Source text =>
# sexing Scolopendra sp.?



## ToeCheCKs (Apr 21, 2013)

i was just wondering if there is a method to figure out what gender these centipedes are. i just got one and am quite interested in trying to mate these one day.

Reactions: Like 1


----------



## nepenthes (Apr 21, 2013)

Drown 'em, search the myripod forum for drowning methods for sexing. You will stumble across something.

Reactions: Like 1


----------



## Ojantriadi (Apr 22, 2013)

*try to help about sexing*

this is my own research about my own scolopendra...
I has 3, catched from wild, one of them is layed eggs(but now she ate her own eggs, I don't kno why)
this is...



easily, we can distinguish the body of the vertebra. females have the same width segments, whereas for males will always alternately large and small.
It's all just my own research, wether is right or wrong, just trying to share.

Reactions: Like 1


----------



## Amoeba (Apr 22, 2013)

Really interesting Ojan. It would be pretty nice if pedes could be sexed without the good ol' drown and pop. Anybody else noticed this or who has popped their pedes and has a good camera to demonstrate this?

Reactions: Like 1


----------



## ToeCheCKs (Apr 22, 2013)

Data under study =>
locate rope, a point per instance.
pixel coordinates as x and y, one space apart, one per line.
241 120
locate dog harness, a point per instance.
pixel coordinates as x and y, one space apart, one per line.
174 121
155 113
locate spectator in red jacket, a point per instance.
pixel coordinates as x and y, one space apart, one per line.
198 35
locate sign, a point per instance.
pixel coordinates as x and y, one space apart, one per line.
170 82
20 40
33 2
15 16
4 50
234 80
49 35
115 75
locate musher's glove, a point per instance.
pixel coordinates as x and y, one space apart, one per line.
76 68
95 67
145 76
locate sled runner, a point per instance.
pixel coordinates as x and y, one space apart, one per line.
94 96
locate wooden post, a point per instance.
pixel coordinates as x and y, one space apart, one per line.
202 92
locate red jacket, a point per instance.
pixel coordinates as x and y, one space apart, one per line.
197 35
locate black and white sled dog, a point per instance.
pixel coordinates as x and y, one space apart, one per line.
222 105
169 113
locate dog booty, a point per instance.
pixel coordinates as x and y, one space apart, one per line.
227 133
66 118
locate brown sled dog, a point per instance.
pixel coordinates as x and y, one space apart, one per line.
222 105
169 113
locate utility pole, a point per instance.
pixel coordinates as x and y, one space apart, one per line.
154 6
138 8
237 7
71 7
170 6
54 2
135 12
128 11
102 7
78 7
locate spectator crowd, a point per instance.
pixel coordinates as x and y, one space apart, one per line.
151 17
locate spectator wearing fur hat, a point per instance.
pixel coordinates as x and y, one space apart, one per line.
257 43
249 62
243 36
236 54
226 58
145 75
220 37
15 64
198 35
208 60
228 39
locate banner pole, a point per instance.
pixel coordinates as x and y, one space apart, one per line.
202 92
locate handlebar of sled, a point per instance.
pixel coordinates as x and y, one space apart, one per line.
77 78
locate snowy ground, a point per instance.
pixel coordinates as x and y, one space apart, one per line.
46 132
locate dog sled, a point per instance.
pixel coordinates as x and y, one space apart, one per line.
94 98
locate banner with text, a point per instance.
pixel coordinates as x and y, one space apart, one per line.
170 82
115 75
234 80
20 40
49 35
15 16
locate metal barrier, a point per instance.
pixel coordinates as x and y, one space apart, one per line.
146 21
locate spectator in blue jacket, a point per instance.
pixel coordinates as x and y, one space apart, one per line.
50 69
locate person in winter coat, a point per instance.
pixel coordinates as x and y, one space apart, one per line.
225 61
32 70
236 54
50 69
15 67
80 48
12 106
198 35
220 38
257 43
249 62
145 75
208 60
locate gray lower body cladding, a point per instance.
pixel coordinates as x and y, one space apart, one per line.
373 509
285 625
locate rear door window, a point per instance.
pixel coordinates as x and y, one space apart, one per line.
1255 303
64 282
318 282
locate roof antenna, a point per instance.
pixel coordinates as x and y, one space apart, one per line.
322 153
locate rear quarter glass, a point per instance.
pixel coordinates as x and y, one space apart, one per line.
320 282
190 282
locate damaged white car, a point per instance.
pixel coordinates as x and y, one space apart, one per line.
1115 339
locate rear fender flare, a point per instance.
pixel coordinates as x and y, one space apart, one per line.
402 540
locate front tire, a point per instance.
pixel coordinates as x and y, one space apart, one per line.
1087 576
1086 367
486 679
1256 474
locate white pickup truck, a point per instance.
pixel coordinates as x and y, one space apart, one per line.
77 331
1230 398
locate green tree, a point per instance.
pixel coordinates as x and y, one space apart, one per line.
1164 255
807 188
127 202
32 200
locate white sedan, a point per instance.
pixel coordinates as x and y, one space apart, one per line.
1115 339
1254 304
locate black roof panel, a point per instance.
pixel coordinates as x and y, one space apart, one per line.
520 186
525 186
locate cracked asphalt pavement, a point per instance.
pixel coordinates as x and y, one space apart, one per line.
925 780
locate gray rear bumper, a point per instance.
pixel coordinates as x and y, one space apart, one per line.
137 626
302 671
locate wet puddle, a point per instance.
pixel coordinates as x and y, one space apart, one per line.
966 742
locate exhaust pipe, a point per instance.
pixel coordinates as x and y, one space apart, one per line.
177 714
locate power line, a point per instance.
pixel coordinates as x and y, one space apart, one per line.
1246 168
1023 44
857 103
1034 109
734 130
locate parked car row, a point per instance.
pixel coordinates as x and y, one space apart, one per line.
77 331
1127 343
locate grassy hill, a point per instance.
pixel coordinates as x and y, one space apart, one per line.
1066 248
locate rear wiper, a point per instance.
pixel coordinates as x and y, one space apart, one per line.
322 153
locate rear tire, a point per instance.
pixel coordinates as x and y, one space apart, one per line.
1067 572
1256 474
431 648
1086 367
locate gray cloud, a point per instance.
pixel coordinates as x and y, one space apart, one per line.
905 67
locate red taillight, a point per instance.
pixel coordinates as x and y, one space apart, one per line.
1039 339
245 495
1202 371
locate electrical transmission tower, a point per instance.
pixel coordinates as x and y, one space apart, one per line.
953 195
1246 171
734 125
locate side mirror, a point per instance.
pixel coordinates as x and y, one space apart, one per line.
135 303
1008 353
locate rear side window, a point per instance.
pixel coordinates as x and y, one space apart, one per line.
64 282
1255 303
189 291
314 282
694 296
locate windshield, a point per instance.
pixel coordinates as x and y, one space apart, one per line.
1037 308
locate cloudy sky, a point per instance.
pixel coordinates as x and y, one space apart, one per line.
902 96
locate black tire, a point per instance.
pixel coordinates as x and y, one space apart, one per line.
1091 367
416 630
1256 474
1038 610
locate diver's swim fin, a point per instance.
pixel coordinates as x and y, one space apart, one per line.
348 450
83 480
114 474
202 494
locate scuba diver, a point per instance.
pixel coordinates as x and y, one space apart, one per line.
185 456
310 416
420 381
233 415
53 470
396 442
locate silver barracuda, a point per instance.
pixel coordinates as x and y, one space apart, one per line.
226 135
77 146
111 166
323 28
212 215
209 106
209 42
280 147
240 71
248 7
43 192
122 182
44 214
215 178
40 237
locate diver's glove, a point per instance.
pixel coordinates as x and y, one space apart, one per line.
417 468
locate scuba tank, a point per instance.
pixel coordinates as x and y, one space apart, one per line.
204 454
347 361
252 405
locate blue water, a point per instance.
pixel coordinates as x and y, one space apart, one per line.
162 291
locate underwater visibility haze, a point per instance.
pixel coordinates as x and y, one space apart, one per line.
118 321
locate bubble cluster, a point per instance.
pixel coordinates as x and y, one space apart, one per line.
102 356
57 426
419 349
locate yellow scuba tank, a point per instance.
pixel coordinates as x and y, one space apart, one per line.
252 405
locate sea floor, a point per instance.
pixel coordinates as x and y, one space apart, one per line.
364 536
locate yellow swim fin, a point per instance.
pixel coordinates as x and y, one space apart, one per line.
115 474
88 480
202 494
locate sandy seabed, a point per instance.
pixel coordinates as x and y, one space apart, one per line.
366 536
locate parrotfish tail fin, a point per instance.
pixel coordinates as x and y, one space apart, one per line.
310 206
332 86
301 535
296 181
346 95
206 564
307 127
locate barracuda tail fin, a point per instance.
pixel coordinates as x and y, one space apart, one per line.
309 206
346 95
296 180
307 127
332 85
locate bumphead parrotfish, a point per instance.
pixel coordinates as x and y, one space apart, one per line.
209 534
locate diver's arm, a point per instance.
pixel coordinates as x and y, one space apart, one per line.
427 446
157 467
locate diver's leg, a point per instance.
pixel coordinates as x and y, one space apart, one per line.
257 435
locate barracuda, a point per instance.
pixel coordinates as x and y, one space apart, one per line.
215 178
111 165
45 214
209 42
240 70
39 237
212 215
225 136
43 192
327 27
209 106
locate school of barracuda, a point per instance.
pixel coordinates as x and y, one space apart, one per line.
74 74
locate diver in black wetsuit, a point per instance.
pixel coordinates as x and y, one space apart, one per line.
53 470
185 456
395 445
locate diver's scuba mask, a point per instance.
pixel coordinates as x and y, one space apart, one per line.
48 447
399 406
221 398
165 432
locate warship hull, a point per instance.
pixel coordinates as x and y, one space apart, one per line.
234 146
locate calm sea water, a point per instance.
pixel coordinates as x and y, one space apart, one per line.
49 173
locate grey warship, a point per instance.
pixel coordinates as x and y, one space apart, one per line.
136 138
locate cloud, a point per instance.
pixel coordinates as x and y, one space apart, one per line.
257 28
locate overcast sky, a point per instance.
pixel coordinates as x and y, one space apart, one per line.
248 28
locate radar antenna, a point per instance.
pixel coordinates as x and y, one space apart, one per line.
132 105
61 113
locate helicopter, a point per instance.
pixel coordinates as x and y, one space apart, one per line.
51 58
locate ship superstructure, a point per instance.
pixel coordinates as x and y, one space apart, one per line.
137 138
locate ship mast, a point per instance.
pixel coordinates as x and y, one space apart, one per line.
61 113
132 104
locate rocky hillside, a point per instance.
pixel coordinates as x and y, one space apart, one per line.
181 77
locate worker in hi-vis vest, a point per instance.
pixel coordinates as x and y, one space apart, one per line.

Exercise instructions =>
1. Answer these questions from the forum thread on sexing centipedes:
(a) Besides drowning them, what does nepenthes recommend doing?
(b) How many Scolopendra does Ojantriadi have, and where did they come from?
(c) According to Ojantriadi, how do the body segments of females differ from those of males?
2. Summarize the forum thread on sexing centipedes in two sentences.
3. Rewrite the part of the forum thread on sexing centipedes that opens with the words "## Amoeba (Apr" and closes with "to demonstrate this?", swapping "pedes" for "centipedes".

Answers per task =>
1.
(a) Search the myriapod forum for drowning methods for sexing.
(b) Three, caught from the wild.
(c) Females have segments of the same width, while males' segments alternate between large and small.

2. ToeCheCKs asks whether there is a way to tell the sex of Scolopendra centipedes and hopes to mate them one day, and nepenthes suggests drowning them and searching the myriapod forum for drowning methods. Ojantriadi shares personal observations that females have segments of equal width while males' segments alternate large and small, and Amoeba finds this interesting and asks whether anyone else has noticed it.

3.
## Amoeba (Apr 22, 2013)

Really interesting Ojan. It would be pretty nice if centipedes could be sexed without the good ol' drown and pop. Anybody else noticed this or who has popped their centipedes and has a good camera to demonstrate this?